**YOUR TASK**
Start to finish, copy the data exactly.

Dataset entries
▽

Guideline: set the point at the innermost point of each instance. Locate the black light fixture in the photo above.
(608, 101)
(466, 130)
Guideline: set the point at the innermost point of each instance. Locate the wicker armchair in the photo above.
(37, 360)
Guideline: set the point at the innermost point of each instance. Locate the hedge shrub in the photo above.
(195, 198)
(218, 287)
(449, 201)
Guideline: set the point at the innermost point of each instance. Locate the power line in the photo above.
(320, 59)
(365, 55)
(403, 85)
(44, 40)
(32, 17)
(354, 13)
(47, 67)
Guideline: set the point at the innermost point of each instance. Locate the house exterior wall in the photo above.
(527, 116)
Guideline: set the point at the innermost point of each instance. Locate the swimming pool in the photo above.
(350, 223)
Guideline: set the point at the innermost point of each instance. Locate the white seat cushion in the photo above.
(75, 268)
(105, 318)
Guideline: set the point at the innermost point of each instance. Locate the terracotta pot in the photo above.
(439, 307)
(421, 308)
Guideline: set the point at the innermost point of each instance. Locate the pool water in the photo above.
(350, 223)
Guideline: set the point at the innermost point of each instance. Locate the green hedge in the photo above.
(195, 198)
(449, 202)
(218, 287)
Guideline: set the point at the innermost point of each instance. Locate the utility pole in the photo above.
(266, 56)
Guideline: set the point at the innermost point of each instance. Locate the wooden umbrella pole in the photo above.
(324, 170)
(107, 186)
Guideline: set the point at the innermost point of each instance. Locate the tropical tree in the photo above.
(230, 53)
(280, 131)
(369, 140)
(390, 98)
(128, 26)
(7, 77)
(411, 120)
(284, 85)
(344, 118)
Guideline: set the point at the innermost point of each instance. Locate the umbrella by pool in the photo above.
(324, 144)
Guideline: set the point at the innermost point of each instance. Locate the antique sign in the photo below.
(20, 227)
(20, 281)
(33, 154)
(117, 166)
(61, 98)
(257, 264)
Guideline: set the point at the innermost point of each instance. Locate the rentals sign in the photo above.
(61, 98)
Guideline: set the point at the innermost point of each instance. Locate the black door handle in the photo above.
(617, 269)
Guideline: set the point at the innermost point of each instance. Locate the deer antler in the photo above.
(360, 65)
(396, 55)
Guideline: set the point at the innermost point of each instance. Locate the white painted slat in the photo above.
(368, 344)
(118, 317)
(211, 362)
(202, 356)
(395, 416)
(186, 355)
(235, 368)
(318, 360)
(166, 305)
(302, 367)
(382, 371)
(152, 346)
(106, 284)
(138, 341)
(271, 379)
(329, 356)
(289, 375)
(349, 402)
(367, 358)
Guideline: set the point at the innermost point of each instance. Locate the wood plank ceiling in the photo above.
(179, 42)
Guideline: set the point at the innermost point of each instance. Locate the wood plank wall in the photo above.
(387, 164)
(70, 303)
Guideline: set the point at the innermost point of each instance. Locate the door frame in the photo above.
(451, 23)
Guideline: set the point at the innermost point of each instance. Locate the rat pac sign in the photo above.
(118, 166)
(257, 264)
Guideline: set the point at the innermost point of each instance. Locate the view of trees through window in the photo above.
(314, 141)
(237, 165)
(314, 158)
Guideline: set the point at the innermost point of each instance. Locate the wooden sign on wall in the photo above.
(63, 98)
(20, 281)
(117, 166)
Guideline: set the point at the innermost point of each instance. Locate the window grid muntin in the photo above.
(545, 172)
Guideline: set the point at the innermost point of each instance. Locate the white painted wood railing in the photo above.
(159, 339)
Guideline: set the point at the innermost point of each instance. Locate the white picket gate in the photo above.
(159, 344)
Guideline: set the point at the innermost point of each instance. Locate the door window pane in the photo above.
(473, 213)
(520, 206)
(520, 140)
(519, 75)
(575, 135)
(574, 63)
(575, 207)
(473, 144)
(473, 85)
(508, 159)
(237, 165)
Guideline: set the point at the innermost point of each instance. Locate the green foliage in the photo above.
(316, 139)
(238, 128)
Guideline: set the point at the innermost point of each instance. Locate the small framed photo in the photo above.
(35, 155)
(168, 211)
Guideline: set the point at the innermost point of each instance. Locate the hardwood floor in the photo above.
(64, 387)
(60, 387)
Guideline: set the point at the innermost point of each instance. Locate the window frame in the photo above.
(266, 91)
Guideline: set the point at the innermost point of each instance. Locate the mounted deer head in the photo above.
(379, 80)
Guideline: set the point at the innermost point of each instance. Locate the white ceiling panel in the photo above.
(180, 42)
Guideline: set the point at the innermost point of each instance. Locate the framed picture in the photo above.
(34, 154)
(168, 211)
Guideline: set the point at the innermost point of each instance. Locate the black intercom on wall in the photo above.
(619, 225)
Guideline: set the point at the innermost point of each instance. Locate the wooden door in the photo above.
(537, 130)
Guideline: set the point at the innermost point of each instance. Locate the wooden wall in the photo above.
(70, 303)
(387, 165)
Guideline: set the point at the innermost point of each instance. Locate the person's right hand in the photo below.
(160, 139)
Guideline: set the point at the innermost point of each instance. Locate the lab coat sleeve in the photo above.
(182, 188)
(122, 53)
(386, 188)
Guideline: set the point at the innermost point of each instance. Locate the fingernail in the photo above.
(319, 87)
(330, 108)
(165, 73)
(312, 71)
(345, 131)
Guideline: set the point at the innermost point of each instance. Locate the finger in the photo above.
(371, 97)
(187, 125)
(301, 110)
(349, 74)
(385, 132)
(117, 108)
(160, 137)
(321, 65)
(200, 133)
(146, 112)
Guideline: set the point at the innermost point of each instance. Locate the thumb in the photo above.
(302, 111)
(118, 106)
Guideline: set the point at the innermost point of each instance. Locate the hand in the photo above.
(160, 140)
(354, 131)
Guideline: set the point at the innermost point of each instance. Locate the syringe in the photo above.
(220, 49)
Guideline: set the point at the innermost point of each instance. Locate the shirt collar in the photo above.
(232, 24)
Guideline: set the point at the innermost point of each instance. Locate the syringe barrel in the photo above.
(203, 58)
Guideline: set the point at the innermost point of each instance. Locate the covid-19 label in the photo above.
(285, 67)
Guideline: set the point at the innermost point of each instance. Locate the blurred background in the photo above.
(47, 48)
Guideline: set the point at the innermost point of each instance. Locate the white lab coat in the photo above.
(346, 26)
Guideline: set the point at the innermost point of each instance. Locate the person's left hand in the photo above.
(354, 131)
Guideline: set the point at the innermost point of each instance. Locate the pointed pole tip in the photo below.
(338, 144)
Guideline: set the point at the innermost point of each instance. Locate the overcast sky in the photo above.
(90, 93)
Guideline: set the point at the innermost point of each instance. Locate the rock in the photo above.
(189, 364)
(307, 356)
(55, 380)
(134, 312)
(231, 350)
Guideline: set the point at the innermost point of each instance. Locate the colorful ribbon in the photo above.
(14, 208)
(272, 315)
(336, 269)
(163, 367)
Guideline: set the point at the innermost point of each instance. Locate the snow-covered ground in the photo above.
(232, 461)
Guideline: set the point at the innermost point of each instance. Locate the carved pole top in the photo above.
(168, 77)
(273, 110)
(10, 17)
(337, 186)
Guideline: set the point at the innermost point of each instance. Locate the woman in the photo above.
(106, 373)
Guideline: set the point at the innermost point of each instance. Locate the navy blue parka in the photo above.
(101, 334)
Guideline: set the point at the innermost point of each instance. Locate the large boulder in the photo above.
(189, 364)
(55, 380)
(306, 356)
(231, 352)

△

**OUTPUT OF THE EXERCISE**
Guideline: set the point at the innermost point of each instance. Locate the black light fixture in the photo above.
(608, 101)
(466, 130)
Guideline: set the point at the innermost point of each instance. Locate the wicker armchair in the photo above.
(37, 360)
Guideline: set the point at the innermost point of each instance. Locate the hedge shrub in the photo above.
(195, 198)
(218, 287)
(449, 201)
Guideline: set the point at the innermost point of each instance. Locate the power line in the photo above.
(320, 59)
(365, 55)
(403, 85)
(44, 40)
(32, 17)
(354, 13)
(47, 67)
Guideline: set the point at the innermost point of each instance. Locate the house exterior wall in the photo above.
(527, 116)
Guideline: set the point at the innermost point of each instance. Locate the swimming pool in the photo above.
(350, 223)
Guideline: set the point at the innermost point of each instance. Locate the white seat cushion in the photo above.
(75, 268)
(105, 318)
Guideline: set the point at the innermost point of each instance. Locate the terracotta pot in the photo above.
(439, 307)
(421, 308)
Guideline: set the point at the innermost point of each instance. Locate the pool water in the photo above.
(350, 223)
Guideline: set the point at the innermost point of each instance. Locate the green hedge in the photo above.
(195, 198)
(449, 202)
(218, 287)
Guideline: set the point at the innermost point of each instance. Locate the utility pole in the photo above.
(266, 56)
Guideline: set the point at the innermost point of each instance. Locate the wooden umbrella pole in the photo above.
(324, 170)
(107, 186)
Guideline: set the point at the innermost point of each instance. Locate the tropical tree in the photo above.
(230, 53)
(280, 131)
(369, 140)
(390, 98)
(128, 26)
(7, 77)
(411, 120)
(284, 85)
(344, 118)
Guideline: set the point at the innermost point of each instance. Locate the umbrella by pool in the photo above.
(324, 144)
Guideline: set the point at the innermost point of each instance. Locate the antique sign in the photo below.
(20, 227)
(20, 281)
(33, 154)
(117, 166)
(61, 98)
(257, 264)
Guideline: set the point at the innermost point of each instance. Locate the rentals sign in the photo above.
(61, 98)
Guideline: set the point at the innermost point of each instance. Locate the black door handle in the photo above.
(617, 269)
Guideline: set the point at the innermost point of each instance. Locate the deer antler in the photo above.
(360, 65)
(396, 55)
Guideline: set the point at the innermost point of each instance. Locate the white painted slat in the photo above.
(368, 344)
(118, 317)
(211, 362)
(202, 356)
(395, 416)
(186, 355)
(235, 368)
(318, 360)
(166, 305)
(302, 367)
(382, 371)
(152, 346)
(106, 284)
(138, 341)
(271, 379)
(329, 356)
(289, 375)
(349, 402)
(367, 358)
Guideline: set the point at the innermost point of each instance. Locate the wood plank ceiling in the photo above.
(179, 42)
Guideline: set the point at the innermost point of each instance. Locate the wood plank wall in the photo above.
(387, 164)
(70, 303)
Guideline: set the point at the innermost point of each instance. Locate the door frame in the photo above.
(451, 23)
Guideline: set the point at the innermost point of each instance. Locate the rat pac sign in the photo above.
(118, 166)
(257, 264)
Guideline: set the point at the innermost point of each instance. Locate the view of trees through window in the photo above.
(314, 141)
(237, 165)
(314, 158)
Guideline: set the point at the innermost point of each instance. Locate the wooden sign on wall in the photo above.
(63, 98)
(20, 281)
(117, 166)
Guideline: set the point at the innermost point of each instance. Locate the window grid muntin in the photo above.
(545, 172)
Guideline: set the point at the innermost point of each instance. Locate the white painted wood railing in the photo above.
(159, 339)
Guideline: set the point at the innermost point of each instance. Locate the white picket gate in the photo above.
(159, 344)
Guideline: set the point at the innermost point of each instance. Locate the door window pane in the photo above.
(473, 213)
(520, 206)
(520, 140)
(519, 75)
(575, 135)
(574, 63)
(575, 207)
(473, 144)
(473, 85)
(508, 159)
(237, 165)
Guideline: set the point at the innermost point of each instance. Locate the green foliage in the photo above.
(316, 139)
(238, 128)
Guideline: set the point at the innermost point of each instance. Locate the small framed photo in the photo above.
(35, 155)
(168, 211)
Guideline: set the point at the innermost point of each instance. Locate the hardwood floor in the photo above.
(64, 387)
(60, 387)
Guideline: set the point at the innermost point of each instance. Locate the window frame in the photo above.
(266, 91)
Guideline: set the point at the innermost point of each instance. Locate the mounted deer head in the photo above.
(379, 80)
Guideline: set the point at the innermost point of each instance. Locate the white ceiling panel in the photo above.
(180, 42)
Guideline: set the point at the innermost point of each instance. Locate the framed picture in the photo above.
(34, 154)
(168, 211)
Guideline: set the point at the innermost point of each instance. Locate the black intercom on wall in the photo above.
(619, 225)
Guideline: set the point at the innermost point of each instance. Locate the wooden door in the photo above.
(537, 130)
Guideline: set the point at the innermost point of each instance. Locate the wooden wall in the photo above.
(70, 303)
(387, 165)
Guideline: set the point at the innermost point of each instance. Locate the person's right hand in the photo below.
(160, 139)
Guideline: set the point at the innermost point of each instance. Locate the lab coat sleeve in the photo above.
(182, 188)
(122, 53)
(386, 188)
Guideline: set the point at the innermost point of each instance. Locate the fingernail in the photo above.
(319, 87)
(330, 108)
(165, 73)
(312, 71)
(345, 131)
Guideline: set the point at the innermost point of each instance. Locate the finger in the photo above.
(371, 97)
(187, 125)
(301, 110)
(349, 74)
(385, 132)
(117, 108)
(160, 137)
(321, 65)
(200, 133)
(146, 112)
Guideline: set the point at the innermost point of each instance. Locate the thumb in the photo above.
(302, 111)
(118, 106)
Guideline: set the point at the innermost point of each instance. Locate the hand in the photo above.
(160, 140)
(354, 131)
Guideline: set the point at the innermost point of each instance. Locate the syringe in the photo above.
(220, 49)
Guideline: set the point at the innermost point of each instance. Locate the shirt collar in the photo above.
(232, 24)
Guideline: set the point at the innermost point of each instance. Locate the syringe barrel in the photo above.
(203, 58)
Guideline: set the point at the innermost point of each instance. Locate the covid-19 label in the photo above.
(285, 67)
Guideline: set the point at the innermost point of each instance. Locate the blurred background in the photo above.
(47, 48)
Guideline: set the point at the innermost point of each instance. Locate the white lab coat in the photo above.
(346, 26)
Guideline: set the point at the innermost point of each instance. Locate the person's left hand in the photo above.
(354, 131)
Guideline: set the point at the innermost point of each instance. Locate the pointed pole tip in the photo below.
(338, 144)
Guideline: set the point at the innermost point of each instance. Locate the overcast sky in the photo above.
(90, 93)
Guideline: set the point at the innermost point of each instance. Locate the rock in the photo above.
(189, 364)
(307, 356)
(55, 380)
(134, 312)
(231, 350)
Guideline: set the point at the innermost point of each instance. Locate the colorful ribbon in the photo above.
(14, 208)
(272, 315)
(336, 269)
(163, 367)
Guideline: set the point at the innermost point of each instance. Locate the snow-covered ground in the photo above.
(232, 461)
Guideline: set the point at the innermost point of each instance. Locate the carved pole top in the photo above.
(168, 77)
(273, 110)
(10, 17)
(337, 186)
Guideline: set the point at the innermost point of each instance. Locate the woman in the photo above.
(106, 373)
Guideline: set the point at the innermost point of each instance. Locate the navy blue parka in the photo above.
(101, 334)
Guideline: set the point at the innermost point of each instance. Locate the large boulder in the photo above.
(189, 364)
(55, 380)
(306, 356)
(231, 352)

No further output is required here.